WHAT THE EXERCISE ASKS: The first line of the entries below, the line containing "Where can you spot the dark pebble", and every line between them should be repeated exactly, and nothing else.

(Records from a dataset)
┄┄┄┄┄┄┄┄┄┄

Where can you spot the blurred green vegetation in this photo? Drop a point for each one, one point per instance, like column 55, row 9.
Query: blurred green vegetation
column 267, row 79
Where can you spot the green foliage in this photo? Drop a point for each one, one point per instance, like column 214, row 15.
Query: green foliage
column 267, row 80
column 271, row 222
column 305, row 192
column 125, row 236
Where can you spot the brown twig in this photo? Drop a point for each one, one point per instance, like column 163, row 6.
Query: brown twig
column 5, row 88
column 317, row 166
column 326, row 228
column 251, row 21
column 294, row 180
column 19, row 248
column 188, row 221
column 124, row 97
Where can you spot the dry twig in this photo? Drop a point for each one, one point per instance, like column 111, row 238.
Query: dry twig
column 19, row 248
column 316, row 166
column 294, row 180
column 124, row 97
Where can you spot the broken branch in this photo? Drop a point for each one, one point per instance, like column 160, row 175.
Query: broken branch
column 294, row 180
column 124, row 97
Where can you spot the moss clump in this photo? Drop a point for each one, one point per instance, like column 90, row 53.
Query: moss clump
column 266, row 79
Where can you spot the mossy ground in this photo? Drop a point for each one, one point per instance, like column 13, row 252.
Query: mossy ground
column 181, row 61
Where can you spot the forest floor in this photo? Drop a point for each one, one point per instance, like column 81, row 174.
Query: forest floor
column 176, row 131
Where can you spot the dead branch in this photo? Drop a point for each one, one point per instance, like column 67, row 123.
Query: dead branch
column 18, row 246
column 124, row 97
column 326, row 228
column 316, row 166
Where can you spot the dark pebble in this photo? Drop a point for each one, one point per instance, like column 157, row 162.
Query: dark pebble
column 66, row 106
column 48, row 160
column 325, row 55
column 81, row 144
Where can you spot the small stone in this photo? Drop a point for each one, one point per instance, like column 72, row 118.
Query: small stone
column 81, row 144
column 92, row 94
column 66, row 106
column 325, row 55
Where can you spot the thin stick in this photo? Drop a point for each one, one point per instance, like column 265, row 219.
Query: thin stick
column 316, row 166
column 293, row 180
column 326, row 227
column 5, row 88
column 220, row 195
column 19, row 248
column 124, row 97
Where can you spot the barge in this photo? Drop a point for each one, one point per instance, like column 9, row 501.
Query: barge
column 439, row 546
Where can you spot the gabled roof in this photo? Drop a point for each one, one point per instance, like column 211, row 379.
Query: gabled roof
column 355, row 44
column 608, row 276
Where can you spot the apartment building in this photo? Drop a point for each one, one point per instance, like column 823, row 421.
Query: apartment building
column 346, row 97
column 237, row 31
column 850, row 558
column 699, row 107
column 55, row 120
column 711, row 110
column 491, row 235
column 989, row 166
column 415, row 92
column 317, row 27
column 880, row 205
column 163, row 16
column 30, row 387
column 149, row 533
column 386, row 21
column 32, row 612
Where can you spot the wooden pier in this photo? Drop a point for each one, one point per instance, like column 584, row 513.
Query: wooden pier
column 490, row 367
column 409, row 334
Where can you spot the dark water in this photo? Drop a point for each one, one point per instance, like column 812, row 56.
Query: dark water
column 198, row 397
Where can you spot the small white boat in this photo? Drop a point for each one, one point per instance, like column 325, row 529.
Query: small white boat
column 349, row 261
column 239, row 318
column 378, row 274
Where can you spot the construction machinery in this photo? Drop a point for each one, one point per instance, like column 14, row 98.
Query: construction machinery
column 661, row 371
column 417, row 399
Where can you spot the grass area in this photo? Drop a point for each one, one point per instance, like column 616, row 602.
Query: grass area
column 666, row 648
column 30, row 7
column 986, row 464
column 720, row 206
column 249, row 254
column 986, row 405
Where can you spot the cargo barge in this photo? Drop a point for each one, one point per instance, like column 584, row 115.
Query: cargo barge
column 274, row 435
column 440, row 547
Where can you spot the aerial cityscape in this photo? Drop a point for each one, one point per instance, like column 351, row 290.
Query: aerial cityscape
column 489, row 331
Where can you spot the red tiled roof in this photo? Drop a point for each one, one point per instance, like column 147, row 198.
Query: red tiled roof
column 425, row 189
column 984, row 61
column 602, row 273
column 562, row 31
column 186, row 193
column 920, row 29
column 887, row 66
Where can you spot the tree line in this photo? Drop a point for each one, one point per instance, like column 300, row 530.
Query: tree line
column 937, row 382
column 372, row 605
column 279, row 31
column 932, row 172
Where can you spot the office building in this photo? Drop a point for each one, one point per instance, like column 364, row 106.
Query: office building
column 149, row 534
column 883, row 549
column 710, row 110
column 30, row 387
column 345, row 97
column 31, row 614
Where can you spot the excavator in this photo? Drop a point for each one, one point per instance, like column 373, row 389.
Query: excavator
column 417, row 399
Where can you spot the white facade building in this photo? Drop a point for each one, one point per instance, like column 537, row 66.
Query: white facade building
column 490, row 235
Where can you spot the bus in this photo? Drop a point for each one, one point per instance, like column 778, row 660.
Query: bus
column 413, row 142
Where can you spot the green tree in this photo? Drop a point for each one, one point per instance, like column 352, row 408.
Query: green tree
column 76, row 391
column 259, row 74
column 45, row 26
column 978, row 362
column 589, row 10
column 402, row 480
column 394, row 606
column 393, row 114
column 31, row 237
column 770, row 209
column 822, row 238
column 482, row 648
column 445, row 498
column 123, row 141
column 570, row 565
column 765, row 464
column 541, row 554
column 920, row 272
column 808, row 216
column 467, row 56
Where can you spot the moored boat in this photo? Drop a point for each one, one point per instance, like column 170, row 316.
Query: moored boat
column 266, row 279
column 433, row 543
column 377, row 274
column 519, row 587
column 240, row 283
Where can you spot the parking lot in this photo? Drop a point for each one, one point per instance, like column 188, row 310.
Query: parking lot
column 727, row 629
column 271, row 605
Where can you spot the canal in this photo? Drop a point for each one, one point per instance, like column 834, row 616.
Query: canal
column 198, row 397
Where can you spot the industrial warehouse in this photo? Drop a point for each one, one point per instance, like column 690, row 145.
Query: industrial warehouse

┄┄┄┄┄┄┄┄┄┄

RESPONSE AREA:
Where can you spot the blurred green vegetation in this photo? Drop a point for each one, one point per instance, like column 55, row 9.
Query: blurred green vegetation
column 267, row 79
Where can you spot the green foliage in this photo? Drop a point for each one, one point per instance, like column 214, row 15.
Query: green foliage
column 267, row 80
column 271, row 222
column 305, row 192
column 125, row 236
Where can you spot the brown twig in this photo? Drop a point for each one, one point per instance, like column 163, row 6.
Query: brown twig
column 5, row 88
column 317, row 166
column 326, row 228
column 251, row 21
column 294, row 180
column 19, row 248
column 188, row 221
column 124, row 97
Where can you spot the dry twig in this photo? Drop a point for each one, one point per instance, like column 111, row 238.
Query: dry twig
column 19, row 248
column 316, row 166
column 294, row 180
column 124, row 97
Where can you spot the broken branch in this photo? Drop a point for each one, one point per instance, like column 160, row 175.
Query: broken branch
column 294, row 180
column 124, row 97
Where can you spot the moss clump in this photo? Drop a point for each one, one point per instance, like column 90, row 53.
Query: moss clump
column 266, row 79
Where can you spot the mossy ground in this photo? Drop a point for each one, one point per instance, like column 13, row 252.
Query: mossy ground
column 181, row 61
Where can you spot the forest floor in this photo? Drop a point for each one, one point per instance, like column 81, row 174.
Query: forest floor
column 176, row 131
Where can you spot the dead branch in this photo? Drop a point for each one, one point per instance, like column 67, row 123.
Query: dead branch
column 18, row 246
column 124, row 97
column 326, row 228
column 316, row 166
Where can you spot the dark pebble in this photo? Drop a point for each one, one point per instance, like column 157, row 162.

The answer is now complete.